Photo labels with boxes:

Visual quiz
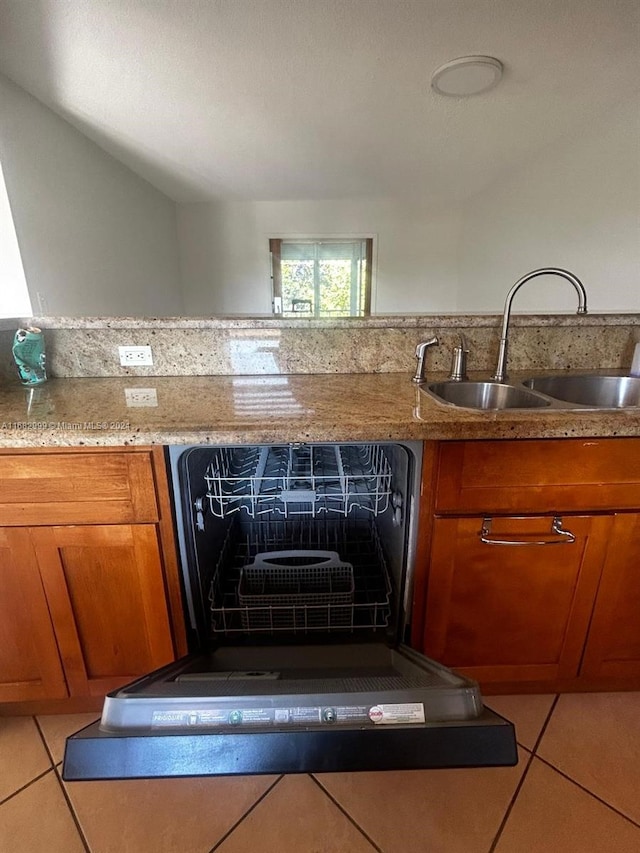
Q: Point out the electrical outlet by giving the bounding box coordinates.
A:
[118,347,153,367]
[124,388,158,407]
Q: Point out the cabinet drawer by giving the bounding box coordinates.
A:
[435,438,640,514]
[0,449,158,526]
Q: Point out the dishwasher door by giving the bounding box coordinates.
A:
[62,643,517,781]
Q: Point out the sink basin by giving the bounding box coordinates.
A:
[422,382,551,410]
[522,374,640,409]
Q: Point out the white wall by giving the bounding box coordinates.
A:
[459,99,640,313]
[178,199,460,314]
[0,77,183,315]
[178,101,640,314]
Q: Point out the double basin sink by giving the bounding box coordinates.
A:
[420,373,640,411]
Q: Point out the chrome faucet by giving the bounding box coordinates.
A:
[449,332,469,382]
[411,335,440,385]
[493,267,587,382]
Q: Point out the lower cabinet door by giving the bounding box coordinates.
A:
[424,516,612,684]
[30,524,174,696]
[581,514,640,678]
[0,527,68,702]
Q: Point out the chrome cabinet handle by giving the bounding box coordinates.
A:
[478,515,576,545]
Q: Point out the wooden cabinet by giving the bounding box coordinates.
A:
[0,527,68,702]
[413,439,640,691]
[0,448,186,702]
[582,513,640,679]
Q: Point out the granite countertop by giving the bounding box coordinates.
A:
[0,373,640,447]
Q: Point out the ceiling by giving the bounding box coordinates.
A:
[0,0,640,203]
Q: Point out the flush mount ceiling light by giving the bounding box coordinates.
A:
[431,56,502,98]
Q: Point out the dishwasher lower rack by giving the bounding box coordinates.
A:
[209,518,392,635]
[204,444,392,518]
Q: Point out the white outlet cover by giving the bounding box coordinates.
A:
[124,388,158,408]
[118,346,153,367]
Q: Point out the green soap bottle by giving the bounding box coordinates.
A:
[12,326,47,385]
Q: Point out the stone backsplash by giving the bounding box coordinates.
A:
[0,314,640,381]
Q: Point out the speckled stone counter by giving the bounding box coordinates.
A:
[0,373,640,447]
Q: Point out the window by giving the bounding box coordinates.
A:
[269,237,373,317]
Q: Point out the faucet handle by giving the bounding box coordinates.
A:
[411,335,440,384]
[449,333,469,382]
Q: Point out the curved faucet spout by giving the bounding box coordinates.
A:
[493,267,587,382]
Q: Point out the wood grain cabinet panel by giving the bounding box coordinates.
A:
[435,438,640,515]
[0,448,186,713]
[31,524,174,696]
[0,450,158,527]
[424,516,611,684]
[0,528,68,702]
[582,513,640,678]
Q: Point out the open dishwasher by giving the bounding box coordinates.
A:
[63,442,517,780]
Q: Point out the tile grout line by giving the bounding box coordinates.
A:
[488,694,560,853]
[33,716,91,853]
[309,773,384,853]
[533,694,640,829]
[209,773,284,853]
[0,767,54,806]
[531,693,560,756]
[536,755,640,829]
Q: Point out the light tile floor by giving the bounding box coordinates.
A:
[0,693,640,853]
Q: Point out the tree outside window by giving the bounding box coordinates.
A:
[269,237,373,318]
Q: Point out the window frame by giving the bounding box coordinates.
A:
[269,234,375,319]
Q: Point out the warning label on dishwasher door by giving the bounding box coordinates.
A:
[369,702,424,726]
[151,702,425,728]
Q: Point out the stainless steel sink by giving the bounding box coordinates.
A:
[522,374,640,409]
[421,381,551,410]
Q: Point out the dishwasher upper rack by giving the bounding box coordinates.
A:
[204,444,392,518]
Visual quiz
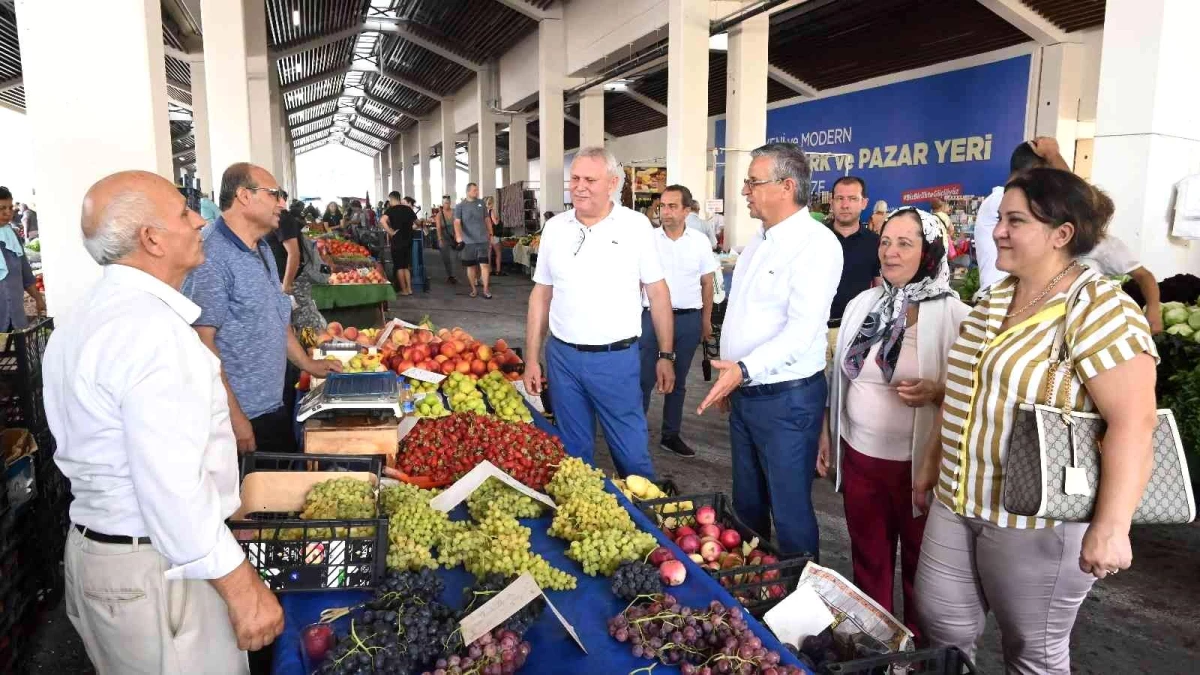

◆ Directions for this task:
Rewrite the listing with every "Point out" renamed to "Identify" and nothing else changed. Leave the pictures out of your answer.

◆ Reply to the exercise:
Visual quiz
Q: Identify the electrical outlet by giving the bounding box coordinates.
A:
[118,347,153,367]
[124,388,158,407]
Q: Identify the cabinet drawer by giving the bounding box coordinates.
A:
[435,438,640,514]
[0,449,158,526]
Q: Identify the dishwasher door by giving the bounding box coordinates.
A:
[62,643,517,781]
Q: Identify the sink basin by giving the bounding box coordinates.
A:
[422,382,551,410]
[522,374,640,409]
Q: Identify the white wall by giving the bounding box coordinates.
A:
[459,99,640,313]
[178,199,460,314]
[0,77,183,315]
[178,101,640,314]
Q: Identify the double basin sink by giving the bounding box coordinates.
A:
[420,373,640,411]
Q: Identify the chrome faucet by giving the bounding box coordinates.
A:
[449,332,469,382]
[411,335,440,385]
[493,267,587,382]
Q: Identify the lower cabinet door by giving the bounding box coordinates.
A:
[424,516,612,684]
[30,524,174,696]
[581,514,640,678]
[0,527,68,702]
Q: Identify the chrome cabinet handle by giving the bounding box coordinates.
A:
[478,515,576,545]
Q: Identify the wooden cabinet by giving the bounding box coordinates.
A:
[0,527,68,702]
[413,439,640,691]
[0,448,186,702]
[582,513,640,679]
Q: Identify the granite countertop by giving the bounding box coordinates.
A:
[0,373,640,447]
Q: Identify the ceiling by giving the bounding box coordinates.
A:
[0,0,640,203]
Q: Identify the flush mount ceiling light by giving the bounding box coordinates.
A:
[431,56,502,98]
Q: Identify the dishwasher lower rack by giving the bounding box coordinates.
A:
[209,518,392,635]
[204,444,392,518]
Q: Identify the white outlet cover by giving the bounding box coordinates.
A:
[124,388,158,408]
[118,346,153,367]
Q: Identify the green soap bottle by giving the bounding box coordinates.
A:
[12,326,47,385]
Q: Identify the stone backsplash by giving the bounding box coordinates.
A:
[0,314,640,381]
Q: Identify the speckled stone counter by giving the bounding box coordinates.
A:
[0,373,640,447]
Q: Identify the window by giving the bounding box coordinates.
A:
[269,237,373,317]
Q: Identify the faucet handle by giving the bounding box coordinates.
A:
[411,335,440,384]
[449,333,469,382]
Q: Identify the curved faucet spout by giving the bounding box coordinates.
A:
[493,267,587,382]
Q: Identify the wood grain cabinet panel by giving the bounding box coordinates.
A:
[435,438,640,515]
[0,448,186,713]
[31,524,174,696]
[0,450,158,527]
[424,516,611,684]
[0,528,68,702]
[582,513,640,678]
Q: Identify the open dishwasher by giving the bounding box coordinates.
A:
[63,442,517,780]
Q: Identify the tile grout line by giving the bounding box coordinates.
A:
[488,694,560,853]
[33,716,91,853]
[309,773,384,853]
[533,694,640,829]
[209,773,284,853]
[0,767,54,806]
[531,693,560,756]
[536,755,640,829]
Q: Identify the light tile floor by giving the bounding box coordinates.
A:
[0,693,640,853]
Q: Identify the tree outside window by giving the bounding box coordinates.
A:
[269,237,373,318]
Q: Identify the window frame by giving the bounding box coordinates.
A:
[269,234,375,319]
Q: Identify the warning label on dishwasher door by giving the bounding box coordinates.
A:
[369,702,424,726]
[151,702,425,728]
Q: Identify the stainless steel sink by giving the bounding box coordinates.
A:
[522,374,640,409]
[421,381,551,410]
Q: Identify the dishwasher upper rack by giving the bounding box coordinates.
A:
[204,444,392,518]
Visual quiz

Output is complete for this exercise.